_WORK TASK:_ Please write out every entry below, word for word.
#####
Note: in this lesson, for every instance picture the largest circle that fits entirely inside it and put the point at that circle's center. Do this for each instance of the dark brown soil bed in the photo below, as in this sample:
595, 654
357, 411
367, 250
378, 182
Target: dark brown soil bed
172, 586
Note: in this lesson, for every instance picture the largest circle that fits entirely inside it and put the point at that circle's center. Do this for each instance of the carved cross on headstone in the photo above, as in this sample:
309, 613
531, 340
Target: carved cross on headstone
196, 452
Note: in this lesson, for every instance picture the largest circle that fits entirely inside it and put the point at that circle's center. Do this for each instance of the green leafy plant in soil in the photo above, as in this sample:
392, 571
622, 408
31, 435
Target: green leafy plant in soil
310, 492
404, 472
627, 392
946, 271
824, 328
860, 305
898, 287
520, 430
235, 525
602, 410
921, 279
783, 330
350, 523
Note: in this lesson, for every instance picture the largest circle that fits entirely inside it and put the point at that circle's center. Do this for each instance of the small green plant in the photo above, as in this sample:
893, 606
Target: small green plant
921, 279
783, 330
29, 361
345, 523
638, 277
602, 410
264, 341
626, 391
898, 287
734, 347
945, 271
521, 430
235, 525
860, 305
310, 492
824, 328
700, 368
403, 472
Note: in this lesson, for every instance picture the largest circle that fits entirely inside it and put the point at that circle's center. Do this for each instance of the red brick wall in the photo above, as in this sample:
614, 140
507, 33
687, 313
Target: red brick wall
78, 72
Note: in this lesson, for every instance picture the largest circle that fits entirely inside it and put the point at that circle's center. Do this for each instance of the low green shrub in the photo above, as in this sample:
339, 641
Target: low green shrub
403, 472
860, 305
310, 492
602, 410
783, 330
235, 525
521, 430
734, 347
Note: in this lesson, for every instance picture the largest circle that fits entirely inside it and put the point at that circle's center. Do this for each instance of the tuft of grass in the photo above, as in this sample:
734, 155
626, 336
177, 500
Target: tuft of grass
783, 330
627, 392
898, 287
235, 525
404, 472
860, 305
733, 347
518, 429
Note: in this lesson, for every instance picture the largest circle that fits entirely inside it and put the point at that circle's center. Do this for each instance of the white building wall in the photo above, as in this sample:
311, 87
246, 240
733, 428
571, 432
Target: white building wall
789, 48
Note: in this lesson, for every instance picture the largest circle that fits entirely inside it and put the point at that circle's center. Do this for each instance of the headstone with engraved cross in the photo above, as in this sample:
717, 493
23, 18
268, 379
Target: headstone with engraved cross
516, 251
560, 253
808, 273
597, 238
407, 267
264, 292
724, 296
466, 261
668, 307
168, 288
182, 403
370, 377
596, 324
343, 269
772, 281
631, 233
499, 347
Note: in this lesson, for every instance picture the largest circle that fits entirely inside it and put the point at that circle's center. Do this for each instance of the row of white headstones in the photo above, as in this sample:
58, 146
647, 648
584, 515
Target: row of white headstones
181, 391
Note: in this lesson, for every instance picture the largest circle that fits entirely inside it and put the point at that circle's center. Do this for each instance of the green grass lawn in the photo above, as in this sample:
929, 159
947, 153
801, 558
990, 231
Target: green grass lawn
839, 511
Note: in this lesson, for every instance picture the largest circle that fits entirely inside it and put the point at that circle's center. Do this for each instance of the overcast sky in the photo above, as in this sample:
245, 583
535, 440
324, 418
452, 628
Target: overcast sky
#####
_SOLUTION:_
Note: in this lesson, for every instance picture the largest circle that fits entirely inside it and put the point at that circle's center. Do this for each instance of the dark brown soil bed in the photo below, as in this sample:
595, 654
357, 411
367, 250
378, 182
Target: dark brown soil bed
172, 586
Note: in this lesson, for every instance picture the largest circle that fits entirely inside it and put the point at that circle's center. Do this for each instance of the carved cross on headstone in the photo above, as in this sample:
309, 613
531, 340
Target: carved cross on headstone
196, 452
Note: in this lesson, for every instance picture the largest circle that fits entirely inside it and put the point at that circle's center. Do this for each instance of the green leafy plant in soil in the photo above, as in this sample:
392, 571
622, 408
31, 435
Target: green leafy plant in soil
310, 492
404, 472
627, 392
946, 271
824, 328
860, 305
898, 287
520, 430
235, 525
602, 410
921, 279
783, 330
350, 523
Note: in this lesson, for every instance picture the largest circle that fits entirely inside it and put the point at that circle's center. Do this for each instance of the small green plant in the photo above, as in this sample:
893, 606
Target: small green plant
921, 279
783, 330
29, 361
345, 523
638, 277
602, 410
264, 341
626, 391
898, 287
734, 347
945, 271
521, 430
235, 525
860, 305
310, 492
824, 328
700, 368
403, 472
Note: in this lesson, for every instance picture the largest circle that fits entirely inside it and put the point at that circle's center. Do this for each instance of the red brick wall in the photo above, as in this sample:
614, 140
507, 33
687, 313
Target: red brick wall
78, 72
Note: in this lesson, for every instance picture the largest circle that fits entirely inside it and put the point at that circle's center. Do this for each instance of the low green shrub in the photo above, as in this sample:
339, 641
Target: low green shrub
403, 472
860, 305
310, 492
602, 410
783, 330
235, 525
521, 430
734, 347
Note: in this lesson, for every instance picture the largest circle that fits entirely inside it and put the point at that circle's center. Do this for each instance of the tuft of grass in the photo above, as in this sample:
734, 155
626, 336
177, 500
Target: tuft of grass
783, 330
627, 392
898, 287
235, 525
404, 472
860, 305
733, 347
518, 429
Note: in this lesson, for every instance picture the largest circle that fits entirely inside it and put the point at that circle's center. Do this for each instance of the white building wall in the photo above, as in this sample:
311, 87
246, 240
733, 428
571, 432
Target: white building wall
789, 48
Note: in this lesson, for every instance picture the largest circle that fits entirely inside it and put the point at that circle's center. Do this for each instance of the headstone with engraved cross in the photo above, as in this sample:
717, 493
23, 18
268, 379
Target: headstone with engraved cross
516, 251
560, 253
808, 273
597, 238
407, 267
264, 292
724, 296
466, 261
668, 307
168, 288
182, 403
370, 377
596, 324
343, 269
772, 281
631, 233
499, 347
Note: in this lesson, for every instance picture the largest circle that fits entirely inside it and put the point at that circle's center. Do this for each instance of the row of white headstones in the photo above, as in this sample:
58, 146
647, 648
584, 515
Target: row of white headstones
181, 391
Note: in this lesson, for every instance picture the largest circle that fits entirely inside it and put the point at that circle's center. Do this for each instance of the green grass lawn in the photo above, as in this sample:
929, 159
947, 153
801, 558
990, 231
Target: green grass lawn
839, 511
Note: in this lesson, for every instance picture the largest circle that fits entirely inside it and put the point at that circle's center. Do this for each instance of the overcast sky in the photo above, as in this sample:
245, 583
535, 440
324, 418
452, 628
Target: overcast sky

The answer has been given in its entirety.